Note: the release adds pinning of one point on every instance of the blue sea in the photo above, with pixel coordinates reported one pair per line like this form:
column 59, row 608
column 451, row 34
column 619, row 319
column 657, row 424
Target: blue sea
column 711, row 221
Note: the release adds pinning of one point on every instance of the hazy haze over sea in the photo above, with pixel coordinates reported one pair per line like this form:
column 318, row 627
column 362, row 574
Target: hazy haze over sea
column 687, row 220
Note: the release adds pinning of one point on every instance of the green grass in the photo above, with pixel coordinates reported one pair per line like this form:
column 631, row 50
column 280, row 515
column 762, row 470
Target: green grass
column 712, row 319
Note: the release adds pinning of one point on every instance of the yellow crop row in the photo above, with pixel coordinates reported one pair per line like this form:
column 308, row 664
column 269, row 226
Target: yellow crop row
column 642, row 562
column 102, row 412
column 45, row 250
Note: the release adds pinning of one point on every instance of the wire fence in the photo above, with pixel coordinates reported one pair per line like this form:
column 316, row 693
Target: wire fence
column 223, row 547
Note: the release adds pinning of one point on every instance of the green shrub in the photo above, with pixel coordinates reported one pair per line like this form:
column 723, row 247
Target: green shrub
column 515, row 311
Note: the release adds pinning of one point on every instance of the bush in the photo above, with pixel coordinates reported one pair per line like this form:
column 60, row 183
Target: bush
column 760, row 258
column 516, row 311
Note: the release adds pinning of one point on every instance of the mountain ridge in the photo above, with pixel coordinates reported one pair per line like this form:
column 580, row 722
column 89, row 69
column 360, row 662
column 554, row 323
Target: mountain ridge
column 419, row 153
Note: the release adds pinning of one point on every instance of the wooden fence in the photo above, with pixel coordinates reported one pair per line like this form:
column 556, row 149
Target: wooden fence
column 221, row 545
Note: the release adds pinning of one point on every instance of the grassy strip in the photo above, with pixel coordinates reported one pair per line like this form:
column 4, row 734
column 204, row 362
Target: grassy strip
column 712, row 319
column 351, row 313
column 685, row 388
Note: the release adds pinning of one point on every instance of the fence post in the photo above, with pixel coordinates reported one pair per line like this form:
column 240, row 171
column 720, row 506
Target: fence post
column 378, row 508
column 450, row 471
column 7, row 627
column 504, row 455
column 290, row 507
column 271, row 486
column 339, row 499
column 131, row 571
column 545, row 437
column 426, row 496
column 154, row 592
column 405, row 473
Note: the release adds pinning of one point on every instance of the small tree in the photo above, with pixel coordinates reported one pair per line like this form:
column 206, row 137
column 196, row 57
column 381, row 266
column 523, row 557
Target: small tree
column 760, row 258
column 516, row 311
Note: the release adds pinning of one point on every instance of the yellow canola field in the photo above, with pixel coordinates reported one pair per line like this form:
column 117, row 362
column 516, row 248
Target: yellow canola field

**REQUIRED TASK**
Please rewrite the listing above with "pixel coordinates" changed to "image coordinates" wherever it occurs, leaving every other part unchanged.

**RESULT**
Note: the release adds pinning of one point on every instance of the blue sea in the photo above, with image coordinates reported one pair per line like this form:
column 59, row 608
column 451, row 34
column 619, row 319
column 657, row 424
Target: blue sea
column 711, row 221
Note: the release adds pinning of one point on every instance of the hazy haze over sea in the photo above, with image coordinates reported one pair per line like this form:
column 318, row 627
column 362, row 574
Target: hazy haze over sea
column 687, row 220
Note: the release adds pinning of one point on every instance of the green grass in the photo above, with image coordinates reported one pair per line like this form:
column 631, row 50
column 280, row 515
column 762, row 470
Target: green grass
column 712, row 319
Note: the release adds pinning of one point on every instance of the yellow crop row in the photo above, with image coordinates reported one pair per line like this form:
column 308, row 664
column 269, row 226
Target: yellow crop row
column 642, row 562
column 102, row 412
column 45, row 250
Note: the release adds pinning of one point on every instance of the wire fence in the photo above, with image coordinates reported one pair per line like this form:
column 316, row 693
Target: wire fence
column 223, row 547
Note: the release adds pinning of one point on every instance of the green shrub in the photo above, with image coordinates reported one pair per line like this form:
column 723, row 247
Target: green shrub
column 515, row 311
Note: the release adds pinning of one point on every instance of the bush in the photo above, with image coordinates reported one pair per line like this form:
column 60, row 183
Target: bush
column 760, row 258
column 516, row 311
Note: the release adds pinning of one point on every instance of the mountain ridge in the photo above, with image coordinates reported one pair per line like this form:
column 580, row 722
column 89, row 69
column 360, row 662
column 554, row 323
Target: mountain ridge
column 419, row 153
Note: the release adds pinning of one point on every instance of the wooden fence in the photo above, with image coordinates reported one pair per line like this form:
column 556, row 149
Target: wooden fence
column 221, row 545
Note: the release adds pinning of one point on every instance of the grassy strip in the photo above, with image coordinates reported one pair per line like this form:
column 4, row 734
column 204, row 362
Target: grassy strip
column 712, row 319
column 351, row 313
column 685, row 388
Note: the release adds pinning of one point on every instance of the fence post in the photo above, with image coordinates reported one pair per line like this form:
column 240, row 171
column 720, row 506
Target: fence post
column 378, row 508
column 450, row 471
column 7, row 627
column 504, row 455
column 290, row 507
column 271, row 486
column 339, row 499
column 131, row 571
column 545, row 437
column 426, row 496
column 154, row 592
column 405, row 473
Note: the release adds pinning of one point on every instance of the small tree in the photo above, with image coordinates reported one pair per line like this form:
column 206, row 137
column 196, row 57
column 381, row 266
column 523, row 557
Target: small tree
column 760, row 258
column 516, row 311
Note: the release adds pinning of one point on every instance of the yellow canola field in the photo above, with image coordinates reported one pair per line like this form:
column 117, row 362
column 516, row 248
Target: yellow canola field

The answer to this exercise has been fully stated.